— Begin —

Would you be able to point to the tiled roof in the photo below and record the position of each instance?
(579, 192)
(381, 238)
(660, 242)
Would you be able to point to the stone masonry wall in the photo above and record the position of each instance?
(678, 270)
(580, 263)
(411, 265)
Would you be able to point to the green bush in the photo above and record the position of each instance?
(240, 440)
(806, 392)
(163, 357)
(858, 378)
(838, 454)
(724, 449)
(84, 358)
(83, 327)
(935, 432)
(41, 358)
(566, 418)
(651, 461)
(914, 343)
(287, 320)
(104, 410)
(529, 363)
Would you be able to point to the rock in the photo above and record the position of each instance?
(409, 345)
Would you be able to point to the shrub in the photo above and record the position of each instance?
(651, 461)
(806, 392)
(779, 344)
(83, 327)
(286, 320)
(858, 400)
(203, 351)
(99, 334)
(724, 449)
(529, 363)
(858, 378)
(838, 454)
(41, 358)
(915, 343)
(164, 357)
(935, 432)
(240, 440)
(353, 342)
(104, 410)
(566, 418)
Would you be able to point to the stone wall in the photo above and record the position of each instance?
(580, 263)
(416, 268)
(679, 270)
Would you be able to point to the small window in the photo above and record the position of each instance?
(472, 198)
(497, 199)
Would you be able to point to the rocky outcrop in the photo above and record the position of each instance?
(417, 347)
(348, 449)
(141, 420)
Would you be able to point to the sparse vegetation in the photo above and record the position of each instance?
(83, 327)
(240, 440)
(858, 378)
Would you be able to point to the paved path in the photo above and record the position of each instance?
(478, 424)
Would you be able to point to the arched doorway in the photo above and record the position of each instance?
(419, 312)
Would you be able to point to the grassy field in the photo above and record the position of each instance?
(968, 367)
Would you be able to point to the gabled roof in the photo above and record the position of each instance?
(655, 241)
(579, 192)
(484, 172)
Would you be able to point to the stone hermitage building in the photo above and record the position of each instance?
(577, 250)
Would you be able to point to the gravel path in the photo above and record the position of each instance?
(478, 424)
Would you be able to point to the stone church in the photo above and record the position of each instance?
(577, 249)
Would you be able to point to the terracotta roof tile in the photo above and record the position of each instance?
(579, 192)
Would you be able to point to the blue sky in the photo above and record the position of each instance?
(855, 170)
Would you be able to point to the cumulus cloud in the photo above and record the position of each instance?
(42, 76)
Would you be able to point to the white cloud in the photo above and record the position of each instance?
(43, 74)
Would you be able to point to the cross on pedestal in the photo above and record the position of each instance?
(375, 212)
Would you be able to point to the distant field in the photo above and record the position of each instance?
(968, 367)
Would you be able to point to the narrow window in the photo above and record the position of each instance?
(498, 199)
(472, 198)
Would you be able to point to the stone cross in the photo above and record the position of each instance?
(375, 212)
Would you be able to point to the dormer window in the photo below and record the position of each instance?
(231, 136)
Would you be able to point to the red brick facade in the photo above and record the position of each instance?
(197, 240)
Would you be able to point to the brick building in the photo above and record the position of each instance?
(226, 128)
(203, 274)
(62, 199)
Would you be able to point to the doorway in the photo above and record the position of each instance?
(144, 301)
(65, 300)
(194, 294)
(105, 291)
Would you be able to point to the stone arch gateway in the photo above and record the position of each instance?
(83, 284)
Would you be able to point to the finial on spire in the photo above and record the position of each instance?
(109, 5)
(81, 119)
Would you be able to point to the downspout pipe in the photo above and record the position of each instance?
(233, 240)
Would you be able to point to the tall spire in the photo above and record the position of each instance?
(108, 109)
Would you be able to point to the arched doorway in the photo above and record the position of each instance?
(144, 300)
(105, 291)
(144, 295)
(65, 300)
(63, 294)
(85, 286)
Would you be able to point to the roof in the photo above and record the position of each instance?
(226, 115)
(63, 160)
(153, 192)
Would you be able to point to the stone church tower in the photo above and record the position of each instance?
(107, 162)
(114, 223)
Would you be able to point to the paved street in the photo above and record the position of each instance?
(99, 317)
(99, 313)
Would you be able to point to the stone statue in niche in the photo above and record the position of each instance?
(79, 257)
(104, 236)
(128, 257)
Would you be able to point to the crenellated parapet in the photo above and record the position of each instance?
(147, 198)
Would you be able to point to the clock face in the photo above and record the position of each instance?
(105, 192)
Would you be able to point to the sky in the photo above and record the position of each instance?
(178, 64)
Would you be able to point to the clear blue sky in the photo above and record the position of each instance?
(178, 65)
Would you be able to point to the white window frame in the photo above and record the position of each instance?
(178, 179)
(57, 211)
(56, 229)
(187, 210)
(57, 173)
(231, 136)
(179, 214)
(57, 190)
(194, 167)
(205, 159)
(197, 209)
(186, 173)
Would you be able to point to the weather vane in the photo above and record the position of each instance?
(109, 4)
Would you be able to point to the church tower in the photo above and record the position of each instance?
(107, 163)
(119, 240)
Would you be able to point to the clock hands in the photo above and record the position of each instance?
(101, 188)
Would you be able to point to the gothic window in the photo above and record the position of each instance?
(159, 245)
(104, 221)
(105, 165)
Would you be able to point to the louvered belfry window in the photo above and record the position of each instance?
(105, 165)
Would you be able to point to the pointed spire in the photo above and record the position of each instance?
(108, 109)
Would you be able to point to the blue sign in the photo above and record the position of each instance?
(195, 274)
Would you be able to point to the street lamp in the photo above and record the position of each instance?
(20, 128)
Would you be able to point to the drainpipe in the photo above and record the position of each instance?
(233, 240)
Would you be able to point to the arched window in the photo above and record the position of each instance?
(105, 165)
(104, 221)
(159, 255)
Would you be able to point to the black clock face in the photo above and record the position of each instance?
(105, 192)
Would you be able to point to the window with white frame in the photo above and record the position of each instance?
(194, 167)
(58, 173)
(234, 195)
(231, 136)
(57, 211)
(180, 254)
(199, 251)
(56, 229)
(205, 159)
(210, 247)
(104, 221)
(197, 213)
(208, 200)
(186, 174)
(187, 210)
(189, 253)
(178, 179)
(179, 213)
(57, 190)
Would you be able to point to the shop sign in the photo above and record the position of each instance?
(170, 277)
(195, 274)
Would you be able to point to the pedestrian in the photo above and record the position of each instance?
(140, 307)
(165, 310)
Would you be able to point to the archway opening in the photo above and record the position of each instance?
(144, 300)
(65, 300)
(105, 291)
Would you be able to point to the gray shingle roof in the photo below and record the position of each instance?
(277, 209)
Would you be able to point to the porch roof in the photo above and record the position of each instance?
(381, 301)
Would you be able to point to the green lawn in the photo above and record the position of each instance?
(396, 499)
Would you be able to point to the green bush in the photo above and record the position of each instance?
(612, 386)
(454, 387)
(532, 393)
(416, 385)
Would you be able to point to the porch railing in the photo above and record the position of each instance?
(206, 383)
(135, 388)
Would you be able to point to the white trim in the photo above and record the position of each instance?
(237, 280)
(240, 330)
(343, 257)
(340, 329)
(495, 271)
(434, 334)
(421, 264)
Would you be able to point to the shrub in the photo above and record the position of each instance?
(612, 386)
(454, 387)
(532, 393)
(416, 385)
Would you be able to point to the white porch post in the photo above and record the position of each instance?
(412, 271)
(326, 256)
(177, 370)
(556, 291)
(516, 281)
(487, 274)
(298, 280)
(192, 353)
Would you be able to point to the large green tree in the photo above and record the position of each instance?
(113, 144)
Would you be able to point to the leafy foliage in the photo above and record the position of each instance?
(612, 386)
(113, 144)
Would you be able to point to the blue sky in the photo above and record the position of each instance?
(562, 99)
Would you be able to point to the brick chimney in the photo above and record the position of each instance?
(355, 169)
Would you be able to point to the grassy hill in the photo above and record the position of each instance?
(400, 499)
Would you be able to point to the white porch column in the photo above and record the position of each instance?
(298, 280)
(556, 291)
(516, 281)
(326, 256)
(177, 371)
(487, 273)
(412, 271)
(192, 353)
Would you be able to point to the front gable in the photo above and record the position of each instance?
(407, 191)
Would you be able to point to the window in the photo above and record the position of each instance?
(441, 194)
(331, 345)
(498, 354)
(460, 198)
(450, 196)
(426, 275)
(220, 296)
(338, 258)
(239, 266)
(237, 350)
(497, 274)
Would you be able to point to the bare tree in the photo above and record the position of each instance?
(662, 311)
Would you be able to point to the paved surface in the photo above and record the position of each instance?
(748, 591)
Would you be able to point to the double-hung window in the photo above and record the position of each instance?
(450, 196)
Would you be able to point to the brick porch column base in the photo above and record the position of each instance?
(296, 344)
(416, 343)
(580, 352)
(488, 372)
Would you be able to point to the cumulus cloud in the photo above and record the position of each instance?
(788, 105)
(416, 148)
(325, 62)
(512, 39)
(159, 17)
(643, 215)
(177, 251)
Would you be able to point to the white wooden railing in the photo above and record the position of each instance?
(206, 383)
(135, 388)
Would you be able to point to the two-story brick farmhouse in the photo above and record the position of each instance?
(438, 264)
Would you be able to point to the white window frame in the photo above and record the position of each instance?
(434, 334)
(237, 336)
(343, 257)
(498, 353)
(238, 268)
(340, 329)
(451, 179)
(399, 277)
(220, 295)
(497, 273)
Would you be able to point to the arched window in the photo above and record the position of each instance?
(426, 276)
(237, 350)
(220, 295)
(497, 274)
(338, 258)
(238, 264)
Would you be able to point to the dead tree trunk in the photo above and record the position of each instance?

— End —

Begin with the line that contains "Would you be able to point to the brick porch" and quote each line after it exactly, stopping after the last line of the data.

**Full solution**
Would you be able to point to the brick porch column base in the photo above and record the position of each instance?
(296, 344)
(416, 343)
(580, 352)
(488, 372)
Would you be able to point to the cumulus cloud in the photo above and record the position of each instance?
(788, 105)
(416, 148)
(325, 62)
(512, 39)
(159, 17)
(643, 215)
(177, 251)
Would you be able to point to the white wooden railing in the photo above and record the position of each instance?
(206, 383)
(135, 388)
Would you be able to point to the two-story brick farmhouse in the photo above and record the position of each instance?
(438, 264)
Would you be able to point to the white window frame in the photo above and record the position of each instance?
(434, 334)
(237, 336)
(343, 257)
(498, 353)
(238, 268)
(340, 329)
(451, 179)
(399, 277)
(220, 295)
(497, 273)
Would you be able to point to the arched window in the photo above and record the position of each instance?
(426, 276)
(237, 350)
(220, 295)
(497, 274)
(338, 258)
(238, 264)
Would you be able to point to the dead tree trunk in the photo above and record the position of each instance?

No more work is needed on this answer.